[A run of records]
** start **
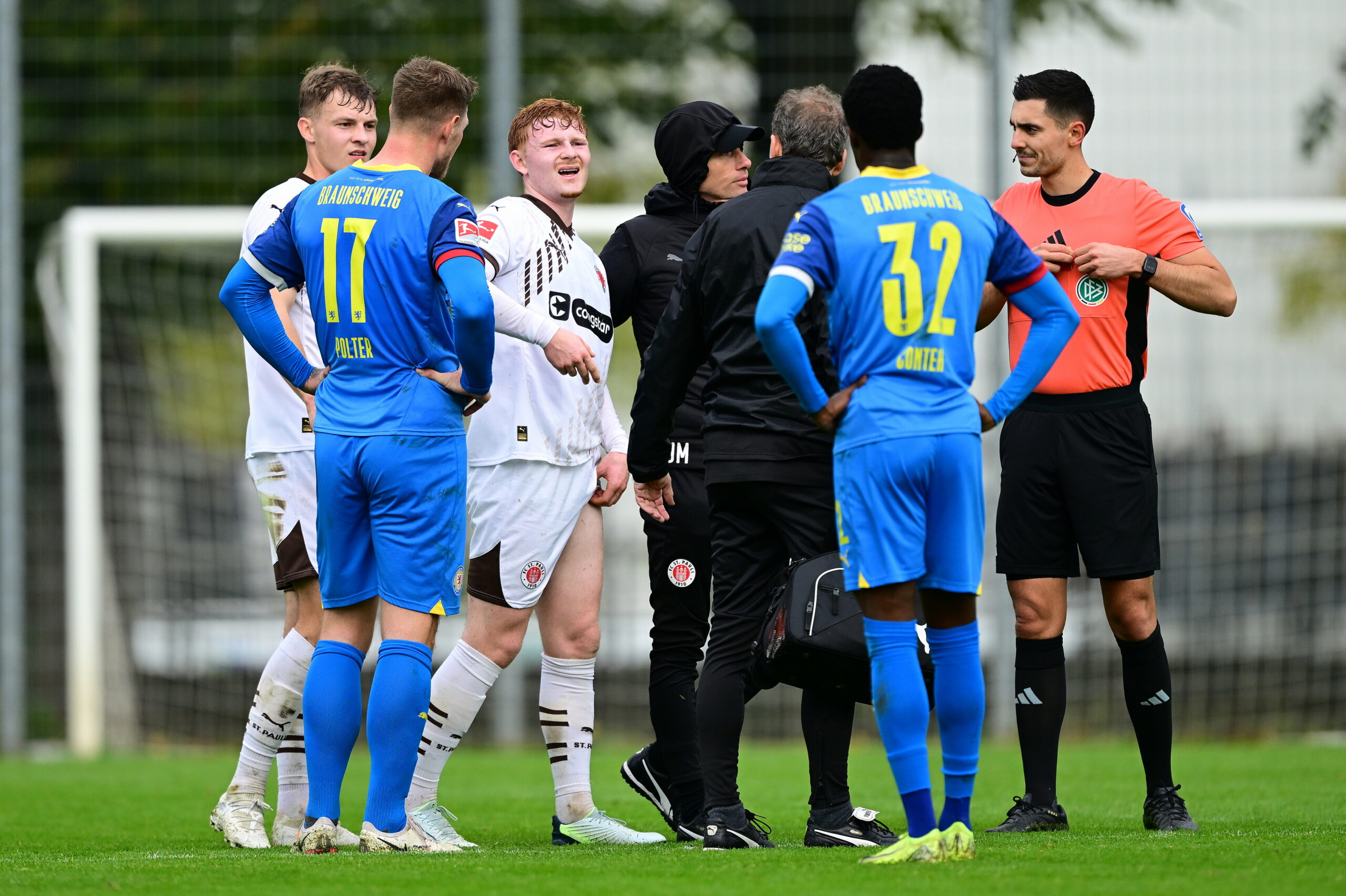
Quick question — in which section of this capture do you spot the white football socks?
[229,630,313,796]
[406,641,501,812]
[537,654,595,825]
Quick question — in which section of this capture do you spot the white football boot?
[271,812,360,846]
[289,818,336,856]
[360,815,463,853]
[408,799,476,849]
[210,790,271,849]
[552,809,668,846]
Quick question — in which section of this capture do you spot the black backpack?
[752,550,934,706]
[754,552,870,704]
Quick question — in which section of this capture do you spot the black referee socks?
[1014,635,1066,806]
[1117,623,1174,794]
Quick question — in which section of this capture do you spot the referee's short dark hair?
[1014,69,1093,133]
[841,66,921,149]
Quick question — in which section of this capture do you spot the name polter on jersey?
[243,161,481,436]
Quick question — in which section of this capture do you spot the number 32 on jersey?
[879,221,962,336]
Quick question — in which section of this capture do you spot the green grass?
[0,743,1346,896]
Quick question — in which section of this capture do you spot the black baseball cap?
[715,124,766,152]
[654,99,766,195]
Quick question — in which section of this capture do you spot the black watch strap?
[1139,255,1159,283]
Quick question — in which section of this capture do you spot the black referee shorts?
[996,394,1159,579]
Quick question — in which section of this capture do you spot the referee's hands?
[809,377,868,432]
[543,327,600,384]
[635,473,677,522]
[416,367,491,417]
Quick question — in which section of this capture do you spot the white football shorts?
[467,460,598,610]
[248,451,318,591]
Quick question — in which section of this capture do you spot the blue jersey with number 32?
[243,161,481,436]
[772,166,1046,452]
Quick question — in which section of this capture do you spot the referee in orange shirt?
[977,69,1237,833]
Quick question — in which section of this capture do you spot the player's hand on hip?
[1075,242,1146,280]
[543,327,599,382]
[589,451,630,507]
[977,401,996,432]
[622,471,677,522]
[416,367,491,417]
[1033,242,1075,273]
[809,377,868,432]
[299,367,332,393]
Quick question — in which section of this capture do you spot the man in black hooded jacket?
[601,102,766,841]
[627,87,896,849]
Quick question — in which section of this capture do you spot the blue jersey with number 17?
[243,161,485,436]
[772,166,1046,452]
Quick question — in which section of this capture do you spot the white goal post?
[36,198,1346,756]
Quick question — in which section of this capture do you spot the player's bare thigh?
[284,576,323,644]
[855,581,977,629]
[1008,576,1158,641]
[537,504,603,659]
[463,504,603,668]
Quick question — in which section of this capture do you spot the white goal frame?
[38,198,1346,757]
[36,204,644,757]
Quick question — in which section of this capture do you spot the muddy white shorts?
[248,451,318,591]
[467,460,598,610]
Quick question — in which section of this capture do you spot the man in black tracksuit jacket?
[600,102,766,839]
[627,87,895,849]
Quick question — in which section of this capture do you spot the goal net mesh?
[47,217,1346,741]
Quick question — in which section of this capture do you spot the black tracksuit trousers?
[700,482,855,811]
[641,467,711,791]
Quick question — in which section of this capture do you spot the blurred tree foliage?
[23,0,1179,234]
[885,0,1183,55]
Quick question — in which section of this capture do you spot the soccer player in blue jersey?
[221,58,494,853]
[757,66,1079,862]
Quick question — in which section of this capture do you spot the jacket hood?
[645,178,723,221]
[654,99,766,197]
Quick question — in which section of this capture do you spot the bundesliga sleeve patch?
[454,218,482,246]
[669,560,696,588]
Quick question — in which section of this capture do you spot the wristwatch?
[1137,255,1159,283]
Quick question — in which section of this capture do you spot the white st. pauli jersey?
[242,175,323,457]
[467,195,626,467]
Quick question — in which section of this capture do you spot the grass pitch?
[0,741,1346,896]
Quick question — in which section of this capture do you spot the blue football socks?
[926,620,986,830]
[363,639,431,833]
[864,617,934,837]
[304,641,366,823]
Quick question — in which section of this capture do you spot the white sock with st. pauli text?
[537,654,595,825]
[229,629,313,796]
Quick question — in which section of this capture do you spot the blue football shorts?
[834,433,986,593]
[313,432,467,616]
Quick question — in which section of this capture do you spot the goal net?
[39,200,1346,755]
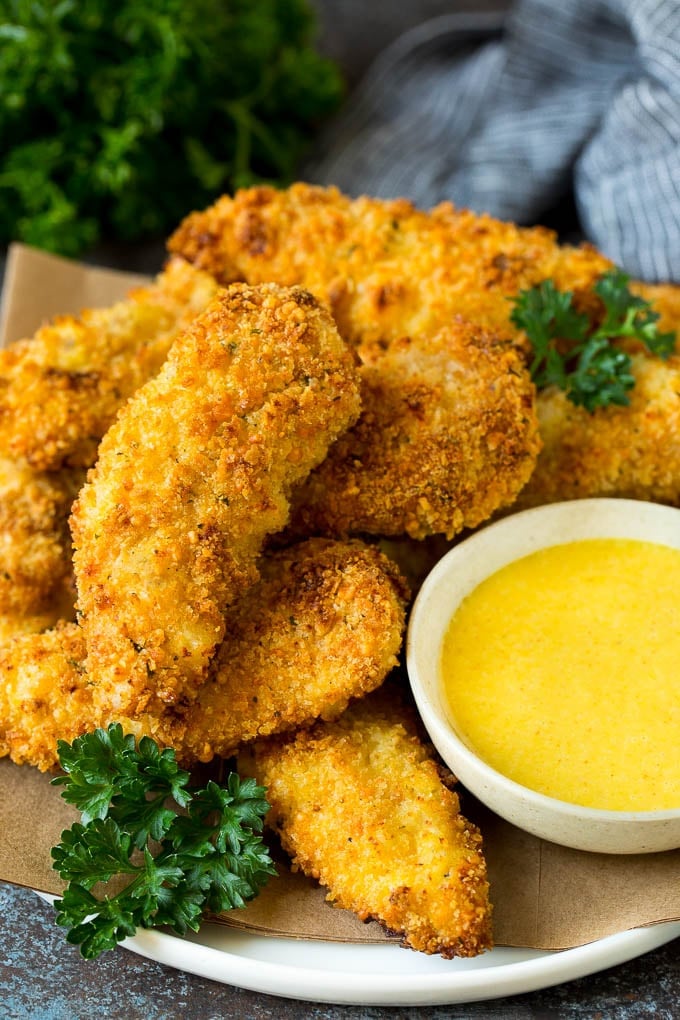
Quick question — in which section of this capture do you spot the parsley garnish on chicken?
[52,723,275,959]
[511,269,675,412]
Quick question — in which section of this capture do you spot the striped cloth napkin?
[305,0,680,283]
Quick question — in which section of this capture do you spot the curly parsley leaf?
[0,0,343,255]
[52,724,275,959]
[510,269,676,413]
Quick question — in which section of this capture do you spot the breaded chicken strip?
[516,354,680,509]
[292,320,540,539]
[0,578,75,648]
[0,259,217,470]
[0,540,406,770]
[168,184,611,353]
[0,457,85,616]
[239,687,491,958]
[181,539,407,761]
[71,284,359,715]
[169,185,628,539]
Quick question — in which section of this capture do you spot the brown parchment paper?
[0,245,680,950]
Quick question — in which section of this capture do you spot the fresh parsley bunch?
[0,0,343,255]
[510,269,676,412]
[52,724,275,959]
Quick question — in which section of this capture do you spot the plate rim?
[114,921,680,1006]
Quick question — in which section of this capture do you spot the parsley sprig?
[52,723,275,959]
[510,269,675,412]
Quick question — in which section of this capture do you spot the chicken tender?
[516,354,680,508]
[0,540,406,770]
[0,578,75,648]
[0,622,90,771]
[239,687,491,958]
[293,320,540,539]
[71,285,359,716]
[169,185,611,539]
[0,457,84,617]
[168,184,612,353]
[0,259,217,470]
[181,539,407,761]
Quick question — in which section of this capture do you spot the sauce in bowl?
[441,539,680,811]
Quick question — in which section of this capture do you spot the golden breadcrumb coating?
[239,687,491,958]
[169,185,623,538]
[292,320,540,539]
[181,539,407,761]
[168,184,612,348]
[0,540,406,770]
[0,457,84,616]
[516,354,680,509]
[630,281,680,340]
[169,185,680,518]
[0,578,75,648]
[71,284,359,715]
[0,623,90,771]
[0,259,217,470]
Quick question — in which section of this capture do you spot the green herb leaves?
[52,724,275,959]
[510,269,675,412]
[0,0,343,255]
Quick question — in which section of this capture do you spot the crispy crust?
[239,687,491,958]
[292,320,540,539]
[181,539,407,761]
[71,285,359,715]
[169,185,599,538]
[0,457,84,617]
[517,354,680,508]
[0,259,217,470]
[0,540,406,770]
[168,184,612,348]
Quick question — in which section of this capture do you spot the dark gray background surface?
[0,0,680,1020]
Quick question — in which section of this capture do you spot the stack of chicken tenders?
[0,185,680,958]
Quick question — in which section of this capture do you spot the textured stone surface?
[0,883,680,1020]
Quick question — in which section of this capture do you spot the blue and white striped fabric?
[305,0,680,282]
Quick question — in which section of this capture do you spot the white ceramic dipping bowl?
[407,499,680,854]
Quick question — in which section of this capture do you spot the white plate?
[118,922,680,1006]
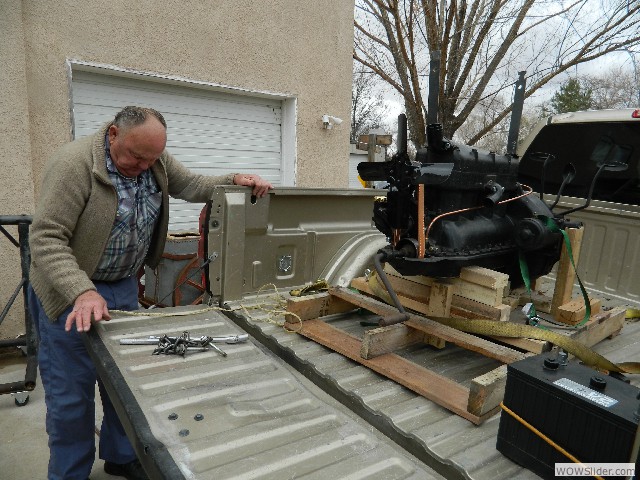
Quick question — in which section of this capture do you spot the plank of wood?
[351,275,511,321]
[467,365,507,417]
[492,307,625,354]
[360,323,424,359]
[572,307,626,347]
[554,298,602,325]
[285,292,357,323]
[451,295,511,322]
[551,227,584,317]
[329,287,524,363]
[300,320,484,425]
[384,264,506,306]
** end **
** start **
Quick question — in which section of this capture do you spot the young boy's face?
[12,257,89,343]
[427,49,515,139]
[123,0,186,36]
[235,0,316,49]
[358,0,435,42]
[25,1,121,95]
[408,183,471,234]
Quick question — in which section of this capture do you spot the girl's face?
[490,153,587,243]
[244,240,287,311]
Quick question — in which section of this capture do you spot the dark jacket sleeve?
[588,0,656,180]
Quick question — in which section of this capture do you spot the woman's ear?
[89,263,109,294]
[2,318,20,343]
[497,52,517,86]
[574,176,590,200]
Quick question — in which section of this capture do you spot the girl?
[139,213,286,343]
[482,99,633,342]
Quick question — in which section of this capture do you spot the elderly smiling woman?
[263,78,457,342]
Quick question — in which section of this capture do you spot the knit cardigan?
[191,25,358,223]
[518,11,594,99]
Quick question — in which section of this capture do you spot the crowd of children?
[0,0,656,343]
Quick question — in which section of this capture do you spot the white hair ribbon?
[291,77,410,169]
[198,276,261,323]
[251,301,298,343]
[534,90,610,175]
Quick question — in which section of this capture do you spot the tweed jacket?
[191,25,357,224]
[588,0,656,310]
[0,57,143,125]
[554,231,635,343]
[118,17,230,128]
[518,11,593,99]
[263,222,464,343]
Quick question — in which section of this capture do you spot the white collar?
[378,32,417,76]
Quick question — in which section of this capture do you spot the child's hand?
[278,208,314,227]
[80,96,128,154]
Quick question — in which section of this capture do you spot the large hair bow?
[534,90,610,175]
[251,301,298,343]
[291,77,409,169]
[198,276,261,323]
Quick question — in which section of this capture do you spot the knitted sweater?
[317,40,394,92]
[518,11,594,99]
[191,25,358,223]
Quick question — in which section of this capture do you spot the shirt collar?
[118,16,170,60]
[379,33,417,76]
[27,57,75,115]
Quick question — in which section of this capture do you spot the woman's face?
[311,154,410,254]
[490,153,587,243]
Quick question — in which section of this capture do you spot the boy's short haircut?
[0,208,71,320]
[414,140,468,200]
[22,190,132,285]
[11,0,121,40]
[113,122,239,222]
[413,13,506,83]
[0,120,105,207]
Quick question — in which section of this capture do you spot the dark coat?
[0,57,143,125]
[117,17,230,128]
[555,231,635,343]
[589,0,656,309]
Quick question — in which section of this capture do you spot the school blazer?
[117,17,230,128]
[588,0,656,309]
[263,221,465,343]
** end **
__TASK__:
Reproduce everything in the records from the line containing "in orange shirt?" down to the line containing "[299,367,332,393]", including both of those lines.

__EXERCISE OUTPUT__:
Quick question — in which section of this capture do you spot the referee in orange shirt?
[977,69,1237,833]
Quick question — in which section of this capture do you spot the player's hand on hip?
[1075,242,1146,280]
[543,327,599,382]
[589,451,630,507]
[977,401,996,432]
[622,471,677,522]
[416,367,491,417]
[1033,242,1075,273]
[809,377,868,432]
[299,367,332,393]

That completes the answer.